Text provided:
>>>>

Our objective is to discover conserved molecular and neural circuit principles of acute O2 sensing and to gain deep insight into the mechanism mediating tolerance to low O2 levels. We aim to gain a better understanding of O2 sensation by O2 sensing organs in mammals such as carotid body, and inform advances in therapy for the neurological disorders such as cerebral hemorrhage and ischemia.
Acute O2 sensing is highly plastic and is responsive to the environmental changes, chemicals and pathogens. Many cellular pathways have been implicated in acute responses to the rapid changes of O2 tension. We are investigating the pro-inflammatory cytokine interleukin 17 (IL-17), which acts as a neuromodulator participating in the signal transduction of acute O2 responses in C. elegans. By combining high-throughput genetic screen, biochemical analysis and RNA sequencing, we discovered several key components in IL-17 signaling and used these molecules as the entry point to dissect the molecular and neural circuit details of acute O2 sensation. The identification of these molecules also provoked us to investigate the potential involvement of IL-17 in the other cellular processes. We found that IL-17 has a broad impact of worm physiology.

<<<<

Supplied material:
>>>>

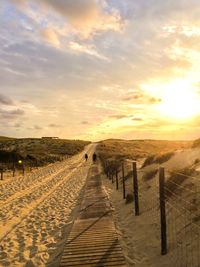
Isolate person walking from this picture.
[85,153,88,161]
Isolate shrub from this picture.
[125,194,133,204]
[142,155,155,168]
[142,169,158,181]
[154,152,174,164]
[165,168,197,198]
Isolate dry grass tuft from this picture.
[142,169,158,181]
[165,168,197,199]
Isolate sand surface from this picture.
[0,145,95,267]
[103,149,200,267]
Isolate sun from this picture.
[157,81,200,120]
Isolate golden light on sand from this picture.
[158,81,200,120]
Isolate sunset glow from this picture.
[0,0,200,140]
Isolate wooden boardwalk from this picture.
[60,165,126,267]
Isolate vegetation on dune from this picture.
[192,138,200,148]
[142,152,174,168]
[97,139,191,177]
[165,167,199,198]
[142,169,158,181]
[0,138,89,168]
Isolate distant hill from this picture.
[0,137,90,170]
[98,139,192,162]
[0,136,16,141]
[192,138,200,148]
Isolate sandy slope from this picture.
[0,145,95,266]
[103,148,200,267]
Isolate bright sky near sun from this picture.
[0,0,200,140]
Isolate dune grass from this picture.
[0,138,89,168]
[165,167,197,199]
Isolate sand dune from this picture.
[0,145,94,266]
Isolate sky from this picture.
[0,0,200,141]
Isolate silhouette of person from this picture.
[85,153,88,161]
[92,152,97,163]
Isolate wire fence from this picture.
[103,160,200,267]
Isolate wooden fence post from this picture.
[1,168,3,181]
[116,170,119,190]
[159,167,167,255]
[111,172,114,184]
[133,161,140,216]
[122,163,126,199]
[22,165,25,176]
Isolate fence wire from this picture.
[102,161,200,267]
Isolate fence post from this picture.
[1,168,3,181]
[133,161,140,216]
[111,172,114,184]
[159,167,167,255]
[122,163,126,199]
[116,170,119,190]
[22,165,25,176]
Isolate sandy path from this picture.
[0,145,95,266]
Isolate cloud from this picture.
[0,109,25,119]
[49,123,61,128]
[0,94,14,106]
[110,114,130,120]
[41,28,60,48]
[33,125,42,130]
[10,0,124,42]
[132,117,144,121]
[149,97,162,104]
[81,121,89,125]
[69,42,108,60]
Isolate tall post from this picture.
[1,168,3,181]
[13,160,15,177]
[22,164,25,176]
[159,167,167,255]
[133,161,140,216]
[122,162,126,199]
[116,170,119,190]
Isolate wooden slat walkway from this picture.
[60,165,126,267]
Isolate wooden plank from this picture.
[60,167,126,267]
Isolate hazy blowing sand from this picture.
[0,145,95,267]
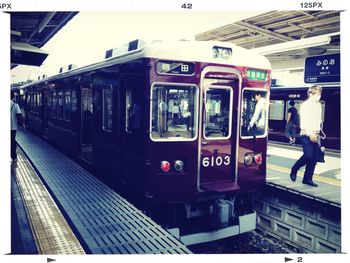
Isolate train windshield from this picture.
[241,89,269,137]
[204,87,232,139]
[151,84,197,140]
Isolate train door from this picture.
[120,74,144,186]
[81,85,93,162]
[42,90,51,137]
[200,70,239,192]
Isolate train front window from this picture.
[269,100,284,121]
[204,87,232,139]
[151,85,197,140]
[241,88,269,138]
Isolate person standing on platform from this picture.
[10,92,22,162]
[290,86,322,187]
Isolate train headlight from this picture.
[244,154,253,165]
[160,161,170,173]
[254,153,262,165]
[174,160,184,172]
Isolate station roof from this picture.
[10,12,78,68]
[195,11,341,60]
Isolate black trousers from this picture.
[291,135,318,182]
[11,130,17,160]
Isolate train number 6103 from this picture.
[202,155,230,167]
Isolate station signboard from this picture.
[304,54,340,83]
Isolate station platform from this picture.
[267,142,341,207]
[12,129,191,254]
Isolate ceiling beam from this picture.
[26,12,56,43]
[235,21,295,42]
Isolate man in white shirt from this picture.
[10,93,22,162]
[249,91,266,135]
[290,86,322,187]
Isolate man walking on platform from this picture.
[10,92,22,162]
[290,86,322,187]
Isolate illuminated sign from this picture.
[304,54,340,83]
[247,69,267,81]
[156,61,194,76]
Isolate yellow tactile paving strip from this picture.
[11,148,85,255]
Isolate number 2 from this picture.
[181,3,192,9]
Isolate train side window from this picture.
[204,87,232,139]
[57,90,63,120]
[34,93,38,113]
[241,88,269,138]
[125,89,141,132]
[51,91,57,118]
[320,100,326,122]
[63,89,72,121]
[150,84,198,141]
[102,86,113,132]
[269,100,284,121]
[36,92,42,114]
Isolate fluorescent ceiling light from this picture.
[253,35,331,55]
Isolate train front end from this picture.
[145,42,270,244]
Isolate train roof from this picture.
[271,83,340,90]
[18,39,271,87]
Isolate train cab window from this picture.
[204,87,232,139]
[51,91,57,118]
[241,88,269,138]
[151,84,198,141]
[102,86,113,132]
[57,90,63,120]
[284,100,303,120]
[269,100,284,121]
[63,90,72,121]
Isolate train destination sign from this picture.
[247,69,267,81]
[157,61,194,76]
[304,54,340,83]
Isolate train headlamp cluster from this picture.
[212,46,232,59]
[244,153,262,165]
[160,160,185,173]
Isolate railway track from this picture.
[188,231,292,254]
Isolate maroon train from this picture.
[14,40,271,244]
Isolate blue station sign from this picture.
[304,54,340,83]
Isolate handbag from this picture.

<<<<

List of tasks:
A – Answer each question from the text on O2 sensing.
(i) Which mammalian O2 sensing organ does it name?
(ii) Which pro-inflammatory cytokine is being studied?
(iii) In what organism does that cytokine act as a neuromodulator?
B – Resume the text on O2 sensing after its final sentence and keep it going.
The rows come from a separate source and are unrelated to the text on O2 sensing.

Answer section:
A –
(i) The carotid body.
(ii) Interleukin 17 (IL-17).
(iii) C. elegans.

B –
Cyclic nucleotide has long been implicated in acute sensation of O2 in C. elegans. Our current studies re-defined the contribution of cyclic nucleotide in acute O2 sensation, elucidated how the intracellular cyclic nucleotide levels affect the acute responses to rapid changes of O2 tension, and established a connection between G protein signaling and Cyclic nucleotide in the modulation of acute sensation of O2. We also revealed an intriguing role of cGMP in supporting animals’ survival under limited O2 supply, and identified the cyclic nucleotide channels that are involved in this process. In addition, a large-scale genetic screen is currently in process to identify the regulators of anoxia tolerance in C. elegans, and several interesting candidates have already been obtained.
The robust locomotory responses of C. elegans to the variations of O2 tension and its extreme tolerance to O2 deprivation allow us to perform high throughput forward genetic screens with deep coverage, which is unlikely to be accomplished in other systems. We are in a unique position to systematically dissect acute O2 sensing and anoxia tolerance without prior knowledge, without bias and without ethical issues of animal research. The forward genetic screen turns out to be effective in the identification of the relevant molecules essential for acute O2 sensing. It leads to the discovery of several novel and unexpected components in IL-17 signaling. These discoveries reveal how IL-17 transmits signals to the transcription factors, alters gene expression and modulates acute sensation of O2 and the other cellular processes. We are currently translating our findings into mammalian systems, and testing new drugs that target these novel components in order to find the potential candidates for the treatment of IL-17 related diseases.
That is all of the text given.